Recorded data
----
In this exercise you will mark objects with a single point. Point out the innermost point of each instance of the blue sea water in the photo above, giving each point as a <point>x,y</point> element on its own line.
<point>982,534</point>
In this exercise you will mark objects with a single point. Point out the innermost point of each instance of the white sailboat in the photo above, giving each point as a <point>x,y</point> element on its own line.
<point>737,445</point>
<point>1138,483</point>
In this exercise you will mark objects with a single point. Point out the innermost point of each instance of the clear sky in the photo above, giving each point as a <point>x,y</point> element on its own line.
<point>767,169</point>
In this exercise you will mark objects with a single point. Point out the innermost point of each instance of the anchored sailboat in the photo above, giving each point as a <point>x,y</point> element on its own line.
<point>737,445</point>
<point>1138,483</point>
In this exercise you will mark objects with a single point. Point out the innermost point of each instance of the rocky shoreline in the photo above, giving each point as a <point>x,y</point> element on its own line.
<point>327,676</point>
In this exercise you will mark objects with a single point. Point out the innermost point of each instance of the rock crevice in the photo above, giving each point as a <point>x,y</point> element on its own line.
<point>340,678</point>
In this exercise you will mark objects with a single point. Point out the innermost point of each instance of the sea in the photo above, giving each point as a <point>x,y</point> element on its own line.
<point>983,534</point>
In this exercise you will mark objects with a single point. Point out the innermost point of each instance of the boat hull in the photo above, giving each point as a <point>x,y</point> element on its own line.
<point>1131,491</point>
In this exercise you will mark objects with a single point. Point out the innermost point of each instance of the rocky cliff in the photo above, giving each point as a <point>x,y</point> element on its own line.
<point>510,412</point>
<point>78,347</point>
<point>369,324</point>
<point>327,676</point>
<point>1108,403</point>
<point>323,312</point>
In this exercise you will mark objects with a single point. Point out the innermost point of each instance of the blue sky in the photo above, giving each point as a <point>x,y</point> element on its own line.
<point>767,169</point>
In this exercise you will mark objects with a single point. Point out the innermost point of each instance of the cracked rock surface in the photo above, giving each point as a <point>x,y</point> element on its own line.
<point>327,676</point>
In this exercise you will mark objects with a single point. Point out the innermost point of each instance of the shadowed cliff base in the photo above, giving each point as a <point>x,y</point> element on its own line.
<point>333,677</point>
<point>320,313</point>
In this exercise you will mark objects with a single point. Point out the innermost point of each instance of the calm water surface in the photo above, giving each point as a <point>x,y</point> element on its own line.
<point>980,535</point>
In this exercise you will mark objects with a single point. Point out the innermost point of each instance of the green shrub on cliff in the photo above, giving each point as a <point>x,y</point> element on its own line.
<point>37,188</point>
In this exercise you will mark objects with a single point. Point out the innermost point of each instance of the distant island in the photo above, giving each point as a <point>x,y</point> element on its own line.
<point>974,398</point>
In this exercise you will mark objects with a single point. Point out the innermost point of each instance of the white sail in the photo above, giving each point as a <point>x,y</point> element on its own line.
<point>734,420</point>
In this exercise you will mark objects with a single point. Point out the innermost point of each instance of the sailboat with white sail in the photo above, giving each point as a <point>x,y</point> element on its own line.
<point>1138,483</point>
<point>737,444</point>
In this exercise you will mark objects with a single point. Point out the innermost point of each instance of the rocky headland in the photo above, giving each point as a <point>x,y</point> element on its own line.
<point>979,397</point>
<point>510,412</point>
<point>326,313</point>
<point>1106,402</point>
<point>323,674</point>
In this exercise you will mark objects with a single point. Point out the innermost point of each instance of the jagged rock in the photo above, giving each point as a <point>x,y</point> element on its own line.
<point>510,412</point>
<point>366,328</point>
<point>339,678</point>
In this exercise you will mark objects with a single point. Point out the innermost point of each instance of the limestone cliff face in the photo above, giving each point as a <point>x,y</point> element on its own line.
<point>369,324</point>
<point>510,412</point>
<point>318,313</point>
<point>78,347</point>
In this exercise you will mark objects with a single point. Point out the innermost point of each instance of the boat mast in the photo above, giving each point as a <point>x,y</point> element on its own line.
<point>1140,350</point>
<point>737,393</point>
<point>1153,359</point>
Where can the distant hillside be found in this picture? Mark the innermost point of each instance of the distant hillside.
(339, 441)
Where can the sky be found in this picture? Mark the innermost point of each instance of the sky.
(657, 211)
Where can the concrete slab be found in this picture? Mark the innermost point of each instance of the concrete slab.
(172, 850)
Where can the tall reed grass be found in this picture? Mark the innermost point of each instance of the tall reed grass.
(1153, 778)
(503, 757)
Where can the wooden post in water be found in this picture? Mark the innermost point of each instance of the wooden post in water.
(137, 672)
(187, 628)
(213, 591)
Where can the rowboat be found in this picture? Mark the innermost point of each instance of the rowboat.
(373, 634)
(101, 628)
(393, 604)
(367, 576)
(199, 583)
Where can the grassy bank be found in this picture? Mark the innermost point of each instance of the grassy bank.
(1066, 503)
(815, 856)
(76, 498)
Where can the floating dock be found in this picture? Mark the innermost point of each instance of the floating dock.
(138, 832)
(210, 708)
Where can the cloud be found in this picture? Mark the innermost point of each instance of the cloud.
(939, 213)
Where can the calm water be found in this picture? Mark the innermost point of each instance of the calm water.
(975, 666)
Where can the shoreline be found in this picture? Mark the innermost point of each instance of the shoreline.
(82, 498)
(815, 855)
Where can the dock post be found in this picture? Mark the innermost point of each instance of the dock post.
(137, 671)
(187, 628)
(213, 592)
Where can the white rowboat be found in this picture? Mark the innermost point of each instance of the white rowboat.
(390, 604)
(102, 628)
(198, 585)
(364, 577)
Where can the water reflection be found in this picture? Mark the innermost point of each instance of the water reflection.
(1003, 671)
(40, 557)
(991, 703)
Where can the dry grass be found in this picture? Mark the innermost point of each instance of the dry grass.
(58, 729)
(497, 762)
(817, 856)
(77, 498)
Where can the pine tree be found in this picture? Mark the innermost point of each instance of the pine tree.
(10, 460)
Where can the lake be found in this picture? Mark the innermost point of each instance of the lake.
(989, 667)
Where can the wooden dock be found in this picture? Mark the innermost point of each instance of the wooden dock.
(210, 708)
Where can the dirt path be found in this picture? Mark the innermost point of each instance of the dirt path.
----
__BRIEF__. When you answer, return the records above exactly as they stand.

__REPLY TO THE TASK__.
In this exercise you will mark objects with a single point. Point out the innermost point of each instance of the blue sea water in the photo above, giving each point as a <point>x,y</point> element on its own line.
<point>982,534</point>
In this exercise you will mark objects with a single point. Point out the innermost point of each instance of the white sailboat in the photo above, giving each point as a <point>x,y</point> element on its own line.
<point>737,445</point>
<point>1138,483</point>
In this exercise you will mark objects with a single point. Point out the innermost point of each instance of the clear sky in the photo above, giving each point as a <point>x,y</point> element on its own line.
<point>767,169</point>
In this exercise you will mark objects with a single point. Point out the innermost point of each instance of the anchored sailboat in the photo above, giving each point as a <point>x,y</point> element on its own line.
<point>737,445</point>
<point>1138,483</point>
In this exercise you will mark objects with a single point. Point out the innermost point of each instance of the rocky shoreline in the photo above, giving each point as a <point>x,y</point> element on its own line.
<point>327,676</point>
In this exercise you will mark objects with a single point. Point out the innermost point of each instance of the rock crevice in the photo above, giving each point as a <point>x,y</point> element on its own line.
<point>340,678</point>
In this exercise you will mark objects with a single point. Point out the innermost point of each instance of the sea in the photo above, giving each point as a <point>x,y</point> element on its own line.
<point>983,534</point>
In this exercise you will mark objects with a single point. Point out the innermost point of each instance of the boat hull in the photo above, giving each point as a <point>x,y</point> element on its own line.
<point>1131,491</point>
In this exercise you will mark objects with a single point. Point out the innermost point of each instance of the rocky cliff in the photo above, giving each point as a <point>x,y</point> element on its own line.
<point>510,412</point>
<point>78,347</point>
<point>369,324</point>
<point>327,676</point>
<point>1108,403</point>
<point>323,312</point>
In this exercise you will mark objects with a single point. Point out the innermost point of each instance of the blue sky in the photo above, giving each point as a <point>x,y</point> element on its own line.
<point>767,169</point>
In this exercise you will mark objects with a single point. Point out the innermost point of each instance of the cracked rock surface in the photo above, giving each point as a <point>x,y</point> element on its own line.
<point>327,676</point>
In this exercise you will mark objects with a single point. Point out the innermost point of each instance of the shadowed cliff base in the photo above, giving each point as a <point>x,y</point> element on its own line.
<point>333,677</point>
<point>320,313</point>
In this exercise you will mark objects with a single point. Point out the innermost point of each instance of the calm water surface in the photo above, giving each point as a <point>x,y</point> element on its own line.
<point>980,535</point>
In this exercise you will mark objects with a single point. Point out the innermost point of each instance of the green shrub on cliff in the photo above, giving each point as a <point>x,y</point> element on its own line.
<point>37,188</point>
In this exercise you will mark objects with a single point. Point out the innermost point of each instance of the distant island in the photo above, giving each point as a <point>x,y</point> element on its own line.
<point>974,398</point>
In this exercise you will mark objects with a single point. Point out the innermost point of each instance of the white sail in the photo above, giving each point as a <point>x,y</point> element on its own line.
<point>734,420</point>
In this exercise you will mark objects with a single point. Point out the innermost point of each instance of the sailboat with white sail in the photo above, giving each point as a <point>x,y</point> element on its own line.
<point>1138,483</point>
<point>737,444</point>
In this exercise you will mark objects with a single point. Point out the innermost point of each instance of the rocky headland in the photo above, giving each point as a <point>x,y</point> element on its own line.
<point>979,397</point>
<point>510,412</point>
<point>326,313</point>
<point>1106,402</point>
<point>323,674</point>
In this exercise you will mark objects with a single point. Point out the innermost point of each instance of the jagged rock in the photo above, giving each point as a <point>x,y</point> element on its own line.
<point>510,412</point>
<point>366,328</point>
<point>339,678</point>
In this exercise you will mark objects with a single point. Point out the innermost point of each instance of the limestone cliff face in the photo above, giving each point as a <point>x,y</point> element on its own line.
<point>369,324</point>
<point>510,412</point>
<point>318,313</point>
<point>78,347</point>
In this exercise you will mark objects with a single point. Point out the innermost point of each instance of the boat mast in the photo above, giving each point as a <point>x,y</point> element on its own line.
<point>1140,350</point>
<point>737,393</point>
<point>1153,359</point>
Where can the distant hillside be found in this picture? Mark the innermost point of each instance of the distant hillside.
(339, 441)
Where can the sky be found in this picture? Mark the innermost point of each instance of the sky.
(657, 211)
Where can the concrete slab be found in this picture? Mark the innermost point of each instance of the concrete slab.
(172, 850)
Where can the tall reed grass be found in this picture? Mark the innermost point of each instance of the tall reed grass.
(1153, 778)
(503, 757)
Where can the wooden post in water be found in this picture? Mark the innermost point of each instance of the wooden post in water.
(137, 672)
(187, 628)
(213, 591)
Where can the rowboat be found in this picture? Mark the innermost point of each instance of the rowboat.
(373, 634)
(101, 628)
(393, 604)
(367, 576)
(199, 583)
Where can the grassy bank be found in this picture? Mark the innermost point of each instance of the grassy bank.
(1066, 503)
(815, 856)
(76, 498)
Where can the floating dock be found in this picture? Mark the innermost point of each instance of the floating dock.
(138, 832)
(210, 708)
Where can the cloud be found in this picture? Mark the innermost point of each instance of the cloud.
(939, 213)
Where can the calm water be found in this picture? Mark the innermost point of each instance of the calm water.
(975, 666)
Where can the shoreline be found in this picture? Mark the innermost point of each instance of the shoreline.
(82, 498)
(815, 855)
Where can the dock post be found in this picture? Mark the innermost point of each instance of the dock post.
(137, 671)
(187, 628)
(213, 592)
Where can the white rowboat be found in this picture? Mark the innermost point of each instance of the white rowboat.
(390, 604)
(102, 628)
(198, 585)
(364, 577)
Where can the water reflection be found in this picture? Mark the innermost point of each instance of the water reflection.
(1003, 671)
(40, 557)
(991, 703)
Where can the dry grass be found in this picture? Mark the innermost point of each instance of the dry grass.
(58, 729)
(497, 762)
(817, 856)
(77, 498)
Where can the pine tree be found in this picture? Mark the innermost point of each instance of the pine tree.
(10, 460)
Where can the lake be found in this picture? Mark the innermost point of each instance of the lake.
(989, 667)
Where can the wooden dock be found in this picture? Mark the innermost point of each instance of the wooden dock.
(210, 708)
Where can the dirt path be found in this picture? Mark the innermost point of each instance of the dirt path.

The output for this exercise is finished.